**TRY IT:**
A word-for-word copy of every entry below is required; the images do not belong in it.

Image-grounded pointing data:

# # # # # # #

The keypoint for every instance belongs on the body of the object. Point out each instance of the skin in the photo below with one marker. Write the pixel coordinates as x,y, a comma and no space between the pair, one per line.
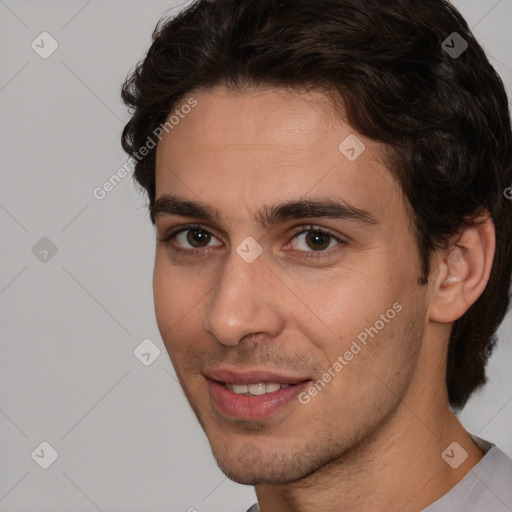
372,438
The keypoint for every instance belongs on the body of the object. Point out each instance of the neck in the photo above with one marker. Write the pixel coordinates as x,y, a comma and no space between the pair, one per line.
399,467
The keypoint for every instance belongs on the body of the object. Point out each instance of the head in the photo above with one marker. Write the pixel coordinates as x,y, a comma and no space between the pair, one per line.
337,163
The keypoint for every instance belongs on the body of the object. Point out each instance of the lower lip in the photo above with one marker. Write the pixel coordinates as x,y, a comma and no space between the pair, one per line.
252,407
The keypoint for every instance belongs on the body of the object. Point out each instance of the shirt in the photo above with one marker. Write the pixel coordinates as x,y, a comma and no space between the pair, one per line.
486,487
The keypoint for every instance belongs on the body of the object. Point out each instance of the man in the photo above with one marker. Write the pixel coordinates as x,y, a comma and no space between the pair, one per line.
327,180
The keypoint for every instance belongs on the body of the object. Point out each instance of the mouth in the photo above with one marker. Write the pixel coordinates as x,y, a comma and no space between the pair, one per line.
252,395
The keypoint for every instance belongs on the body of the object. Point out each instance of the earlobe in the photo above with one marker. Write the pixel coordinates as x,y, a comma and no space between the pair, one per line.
463,271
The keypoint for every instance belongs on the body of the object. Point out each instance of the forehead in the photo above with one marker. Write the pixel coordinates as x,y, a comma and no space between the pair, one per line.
260,145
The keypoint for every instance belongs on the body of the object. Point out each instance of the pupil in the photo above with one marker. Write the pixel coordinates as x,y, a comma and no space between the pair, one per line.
195,236
316,237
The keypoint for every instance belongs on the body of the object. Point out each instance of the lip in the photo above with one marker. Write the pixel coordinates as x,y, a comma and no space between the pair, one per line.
238,376
242,407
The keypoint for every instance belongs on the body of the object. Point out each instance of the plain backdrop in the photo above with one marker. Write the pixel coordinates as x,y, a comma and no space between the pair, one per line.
75,280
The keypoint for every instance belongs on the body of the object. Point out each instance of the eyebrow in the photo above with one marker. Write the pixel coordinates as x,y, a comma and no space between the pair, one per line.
269,215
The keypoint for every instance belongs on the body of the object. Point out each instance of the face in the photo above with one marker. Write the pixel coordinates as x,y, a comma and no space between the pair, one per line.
295,330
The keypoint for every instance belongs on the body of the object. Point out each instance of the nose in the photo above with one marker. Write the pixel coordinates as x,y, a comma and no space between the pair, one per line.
245,301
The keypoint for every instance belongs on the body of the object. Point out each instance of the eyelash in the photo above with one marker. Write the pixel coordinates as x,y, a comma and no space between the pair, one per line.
198,252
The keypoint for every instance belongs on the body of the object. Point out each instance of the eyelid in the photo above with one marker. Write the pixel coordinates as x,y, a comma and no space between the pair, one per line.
171,234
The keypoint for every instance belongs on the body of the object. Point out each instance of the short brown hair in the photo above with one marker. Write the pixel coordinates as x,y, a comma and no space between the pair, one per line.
444,118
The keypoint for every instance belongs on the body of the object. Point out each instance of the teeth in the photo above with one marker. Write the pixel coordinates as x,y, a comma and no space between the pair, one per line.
257,389
272,386
239,388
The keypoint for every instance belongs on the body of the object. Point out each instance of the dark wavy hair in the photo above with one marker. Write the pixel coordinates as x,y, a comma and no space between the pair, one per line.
444,118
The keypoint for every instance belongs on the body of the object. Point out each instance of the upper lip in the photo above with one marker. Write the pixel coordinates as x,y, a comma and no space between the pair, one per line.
246,376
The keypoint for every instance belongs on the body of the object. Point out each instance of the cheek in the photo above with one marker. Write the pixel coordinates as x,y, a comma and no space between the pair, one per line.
175,298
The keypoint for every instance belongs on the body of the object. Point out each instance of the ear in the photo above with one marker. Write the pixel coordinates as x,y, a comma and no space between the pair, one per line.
463,271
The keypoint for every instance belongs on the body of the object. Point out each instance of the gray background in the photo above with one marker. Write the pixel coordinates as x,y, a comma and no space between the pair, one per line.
125,436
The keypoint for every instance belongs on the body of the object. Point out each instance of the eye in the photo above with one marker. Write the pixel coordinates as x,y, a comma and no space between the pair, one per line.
315,239
191,238
195,236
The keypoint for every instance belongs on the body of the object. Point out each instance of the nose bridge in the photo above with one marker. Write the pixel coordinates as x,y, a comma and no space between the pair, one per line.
242,302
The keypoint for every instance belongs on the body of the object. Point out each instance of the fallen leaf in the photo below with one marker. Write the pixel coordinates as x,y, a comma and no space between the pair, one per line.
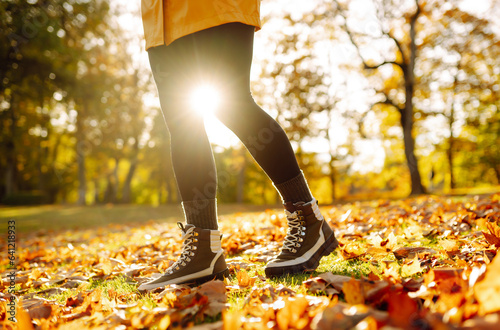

# # # # # # #

**SOLUTION FOR THIS PROBLEM:**
The keypoint for every instance belongs on the body of the object. Point out each instance of the skin in the photo below with one marker. Write the pixel coordinates as x,y, a comma and no space between the pair, one per line.
372,438
The keypoint for every instance belongs on the body of the object. Point out each instance of the neck in the photo above with one marker. Write the pixel coordinates as x,y, a comma and no space between the pair, one per line.
399,467
The keypoint for every instance belongs on the body of the object. Point out each instance of the head in the photo above with one marker. Write the pixel coordinates as x,y, a comma and no space between the pair, one per line.
337,163
The keypoint for every instance belongs on the body of the object. Point out each instance of the lower lip in the photo above with one marker. Write the pixel coordinates as x,y, a comma and no space between the pair, one per line.
252,407
The keypoint for every instance belongs on the body of the object. Point out each instance of the shirt in the photo above with one marker. Write the pixel coordinates as x,y, a comma and no space between the pair, one per line.
486,487
The keypoint for every instance belongs on the body of the object. Point out each instance of the man in the photo above with one marker. Write the pixel coordinates as x,y, a comma and no space between the pair, one per line.
327,180
The keypoint for every instance belongs on the body of the object. Point out each instance of the mouth in the photo above with one marker. Write the pixel coordinates as x,y, a comma and no space between the pair, one per line.
252,395
The keypoint for every instance belongs on the body of the object. Point out each instance of the earlobe in the photo above with one marker. Write the pixel coordinates as x,y, a comma and no space between the pair, one per line.
463,271
The keypoint for every instance belongs on the body of the object. Point out each instance of the forehead in the photo above with one marker. Write the pixel coordinates as x,y, a comma and no space between the pair, one per line.
260,145
The keypoint for every instance belongs on the body of the object. Point out each instance of the pupil in the photo above with one marker. Write the pixel coordinates as x,y, a comma and no space between the pair, one per line.
195,236
316,237
The keypoint for every instance belongs on the body of the object. Point out each instance of the lip in the photo above with one marker. Write the pixel coordinates as x,y, a comma and no space between the pair, one per line.
238,376
242,407
The keypoint for every instance belongs on the body of the object. Point out each instance of the plain backdrop in the photo above with one marker. Write the pixel coordinates as x,y, a comma and no space between the pair, one per line.
75,280
The keypoint for every instance belongs on the body of the object. Point out each instance of the eyebrow in the photo above with one marker. Write the pixel coordinates as x,y, a comma and no space between the pair, one per line.
269,215
The keypoint for every instance belongs on the body of the object. Point out each instance of the face in the photo above with one marker. Write the pixel coordinates as x,y, a comma and no space between the pair, one per line.
295,330
The keypoint for every instance belongs on the body of the object. Point out each instance of the nose in the photo above with one marker. Write the pixel coordinates as x,y, a comma and no space between the pair, one per line.
245,301
The keypoint for every instance belongs on the body of the object. Point out each instance of the eyelash in the photo above with one marker. Write the pixel coordinates as x,y, a comma and no space between the pair, one per line.
198,252
The keypoint for every instance belongs on the body of the object. Point out each instance of the eyelid in the photo above with one marker. Write the pixel coordinates as x,y, a comma and no space between the pair, one per line.
171,234
The keypoint for every instance belongs on the body of the object. Point out each instance of the short brown hair in the photo above with one marker. Write the pixel coordinates as x,y, a comma and no space between the pair, one per line.
444,118
The keypoint for every instance belongs on the body of the object. Point out each instance of the teeth in the photo above with one marker. Write the pixel coordinates as x,y, a comma and no space between the pair, one per line.
257,389
272,386
239,388
The keypoint for every instance belongs on the body of the object. Point out each instance of the dark wavy hair in the photo above with one marker. Write the pixel coordinates as x,y, a comma and no space between the pair, one per line.
444,118
The keypoint for every instance belongs on the body of the object. Point out each instance of the upper lip in the photo above with one marker. Write the pixel coordinates as x,y, a comma and no space between the pair, one per line.
246,376
The keypoint for every instance belongs on the body of the object. Point out each instance of the cheek in the photo above with one marker. Write the pixel coordinates as x,y, a comma and no space between the pair, one per line.
175,298
The keypoint for every instance belongs on the body of the object. Point out each instance of the ear in the photo above with one marker. Write the pixel coordinates as x,y, a comma and no space between the pair, one per line.
463,271
The keypoint for every instance belongs on the body of the object. Point out each instance of the gray background in the photo above with one marker. Write the pixel coordinates as x,y, a comma and no space between the pair, one per line.
125,436
The keypoint for every instance belongs on the body of the object. Point out each instance of the eye in the photo above with one marker. Write the pixel coordinates as x,y, a comma and no space between the pair, one per line.
315,239
191,238
195,236
The keypoint for every instance belongs on the body of the object. Point out each instance of the nose bridge in the photo above with one marker. Write the pixel coordinates as x,y, a comma and no space between the pair, one per line.
242,302
The keypoint for every instance belongs on the body of the object. Point out each instance of the fallen leaf in the photo below with one marker. Write the pixel coordinates as x,y, a comma and no space between the pair, one per line.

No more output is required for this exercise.